For example, consider the data model for a blogging application. In a relational database the data model would comprise multiple tables. To simplify the example, assume there are tables for Categories, Tags, Users, Comments and Articles. In MongoDB the data could be modeled as two collections, one for users, and the other for articles. In each blog document there might be multiple comments, multiple tags, and multiple categories, each expressed as an embedded array.
MongoDB documents tend to have all data for a given record in a single document, whereas in a relational database information for a given record is usually spread across many tables.
MongoDB documents can vary in structure. For example, all documents that describe users might contain the user id and the last date they logged into the system, but only some of these documents might contain the user’s identity for one or more third-party applications. Fields can vary from document to document; there is no need to declare the structure of documents to the system – documents are self-describing. If a new field needs to be added to a document then the field can be created without affecting all other documents in the system, without updating a central system catalog, and without taking the system offline.
MongoDB Query Model
MongoDB supports many types of queries. A query may return a document or a subset of specific fields within the document:
- Key-value queries return results based on any field in the document, often the primary key.

- _Extracted material_:
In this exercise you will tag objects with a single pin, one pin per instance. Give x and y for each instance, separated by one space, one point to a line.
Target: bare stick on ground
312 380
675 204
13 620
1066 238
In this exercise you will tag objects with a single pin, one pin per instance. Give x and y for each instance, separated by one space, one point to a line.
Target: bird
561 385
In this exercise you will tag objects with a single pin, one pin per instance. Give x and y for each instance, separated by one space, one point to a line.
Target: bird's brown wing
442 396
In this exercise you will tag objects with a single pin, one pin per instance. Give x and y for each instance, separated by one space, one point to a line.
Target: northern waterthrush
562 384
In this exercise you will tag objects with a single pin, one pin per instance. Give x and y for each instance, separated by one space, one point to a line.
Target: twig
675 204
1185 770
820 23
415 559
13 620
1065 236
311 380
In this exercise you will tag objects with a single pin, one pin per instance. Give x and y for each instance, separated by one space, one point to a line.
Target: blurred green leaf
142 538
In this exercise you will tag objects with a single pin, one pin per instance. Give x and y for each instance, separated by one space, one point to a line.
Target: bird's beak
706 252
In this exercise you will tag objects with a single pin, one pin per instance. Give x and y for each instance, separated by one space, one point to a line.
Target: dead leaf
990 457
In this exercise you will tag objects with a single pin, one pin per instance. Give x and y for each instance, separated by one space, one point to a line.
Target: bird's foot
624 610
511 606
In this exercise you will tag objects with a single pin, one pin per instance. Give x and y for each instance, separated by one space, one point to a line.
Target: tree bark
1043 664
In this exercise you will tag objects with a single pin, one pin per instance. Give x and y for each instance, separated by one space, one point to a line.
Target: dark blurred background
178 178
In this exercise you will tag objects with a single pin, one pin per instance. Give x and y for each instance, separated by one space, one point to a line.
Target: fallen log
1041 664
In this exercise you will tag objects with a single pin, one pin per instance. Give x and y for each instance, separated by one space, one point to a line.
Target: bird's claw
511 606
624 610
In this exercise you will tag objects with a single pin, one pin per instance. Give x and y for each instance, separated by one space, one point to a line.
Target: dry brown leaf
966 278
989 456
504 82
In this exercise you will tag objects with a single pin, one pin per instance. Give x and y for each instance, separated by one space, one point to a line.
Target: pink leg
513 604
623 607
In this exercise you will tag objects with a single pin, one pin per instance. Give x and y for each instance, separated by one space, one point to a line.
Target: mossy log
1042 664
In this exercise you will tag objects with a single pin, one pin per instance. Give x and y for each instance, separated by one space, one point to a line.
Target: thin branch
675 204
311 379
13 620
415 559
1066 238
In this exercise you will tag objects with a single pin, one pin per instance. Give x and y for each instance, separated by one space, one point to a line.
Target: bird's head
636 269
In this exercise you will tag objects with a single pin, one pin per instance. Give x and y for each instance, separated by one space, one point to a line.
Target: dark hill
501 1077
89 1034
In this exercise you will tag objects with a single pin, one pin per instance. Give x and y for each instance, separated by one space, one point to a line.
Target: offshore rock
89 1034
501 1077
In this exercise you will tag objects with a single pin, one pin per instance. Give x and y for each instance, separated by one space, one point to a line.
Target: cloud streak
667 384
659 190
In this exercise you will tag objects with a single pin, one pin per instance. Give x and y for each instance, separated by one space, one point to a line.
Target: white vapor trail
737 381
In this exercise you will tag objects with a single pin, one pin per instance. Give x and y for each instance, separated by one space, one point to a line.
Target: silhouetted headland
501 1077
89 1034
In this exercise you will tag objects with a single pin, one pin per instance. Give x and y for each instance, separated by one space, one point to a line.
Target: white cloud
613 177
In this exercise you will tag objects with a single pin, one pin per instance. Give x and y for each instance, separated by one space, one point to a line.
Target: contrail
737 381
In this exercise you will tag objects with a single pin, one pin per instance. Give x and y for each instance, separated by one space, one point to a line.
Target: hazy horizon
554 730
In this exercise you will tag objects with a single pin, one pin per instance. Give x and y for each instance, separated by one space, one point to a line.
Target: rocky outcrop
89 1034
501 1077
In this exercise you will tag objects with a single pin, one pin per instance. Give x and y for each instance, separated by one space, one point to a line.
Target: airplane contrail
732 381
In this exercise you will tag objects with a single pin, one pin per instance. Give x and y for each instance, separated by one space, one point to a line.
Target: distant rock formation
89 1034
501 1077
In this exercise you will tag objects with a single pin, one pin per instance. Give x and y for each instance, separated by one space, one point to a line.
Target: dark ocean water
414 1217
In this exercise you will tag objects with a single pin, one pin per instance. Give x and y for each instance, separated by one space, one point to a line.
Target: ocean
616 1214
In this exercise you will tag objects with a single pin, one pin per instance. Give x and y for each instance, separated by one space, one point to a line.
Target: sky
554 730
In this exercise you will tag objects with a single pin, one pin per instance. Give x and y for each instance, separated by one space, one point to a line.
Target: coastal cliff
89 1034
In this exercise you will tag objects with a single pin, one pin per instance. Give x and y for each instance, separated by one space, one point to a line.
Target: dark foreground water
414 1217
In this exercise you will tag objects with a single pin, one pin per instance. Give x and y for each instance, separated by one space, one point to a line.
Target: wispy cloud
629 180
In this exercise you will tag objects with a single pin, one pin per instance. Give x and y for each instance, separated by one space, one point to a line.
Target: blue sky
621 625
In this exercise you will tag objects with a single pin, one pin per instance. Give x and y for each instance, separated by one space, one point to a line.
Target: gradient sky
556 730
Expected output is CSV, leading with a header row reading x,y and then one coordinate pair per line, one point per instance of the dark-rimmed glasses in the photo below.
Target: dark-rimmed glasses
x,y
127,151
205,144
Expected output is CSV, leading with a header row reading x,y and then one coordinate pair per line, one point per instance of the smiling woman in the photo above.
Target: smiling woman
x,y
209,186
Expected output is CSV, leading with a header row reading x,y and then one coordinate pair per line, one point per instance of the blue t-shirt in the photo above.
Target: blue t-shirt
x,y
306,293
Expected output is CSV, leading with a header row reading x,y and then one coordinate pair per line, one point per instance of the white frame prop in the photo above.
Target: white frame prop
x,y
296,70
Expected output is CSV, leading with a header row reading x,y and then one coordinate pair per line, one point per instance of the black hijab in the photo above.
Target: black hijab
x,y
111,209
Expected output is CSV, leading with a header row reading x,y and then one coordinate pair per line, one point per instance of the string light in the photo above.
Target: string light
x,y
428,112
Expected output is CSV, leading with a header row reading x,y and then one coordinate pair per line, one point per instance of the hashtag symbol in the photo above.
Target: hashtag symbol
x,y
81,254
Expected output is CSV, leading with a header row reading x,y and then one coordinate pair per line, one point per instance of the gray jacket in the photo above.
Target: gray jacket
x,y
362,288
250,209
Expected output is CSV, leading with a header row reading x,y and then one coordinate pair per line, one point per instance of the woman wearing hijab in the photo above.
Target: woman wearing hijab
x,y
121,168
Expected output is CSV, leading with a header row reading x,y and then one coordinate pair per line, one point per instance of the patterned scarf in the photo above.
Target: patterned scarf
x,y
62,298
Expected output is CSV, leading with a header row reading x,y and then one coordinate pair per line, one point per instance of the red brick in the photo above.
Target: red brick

- _Things to do_:
**A.** According to the MongoDB passage, how many collections could hold the blogging application's data, and what are they?
**B.** Write out the MongoDB passage starting with "For example, consider" and going on through "across many tables.".

- _Answers_:
**A.** Two collections: one for users and one for articles.

**B.**
For example, consider the data model for a blogging application. In a relational database the data model would comprise multiple tables. To simplify the example, assume there are tables for Categories, Tags, Users, Comments and Articles. In MongoDB the data could be modeled as two collections, one for users, and the other for articles. In each blog document there might be multiple comments, multiple tags, and multiple categories, each expressed as an embedded array.
MongoDB documents tend to have all data for a given record in a single document, whereas in a relational database information for a given record is usually spread across many tables.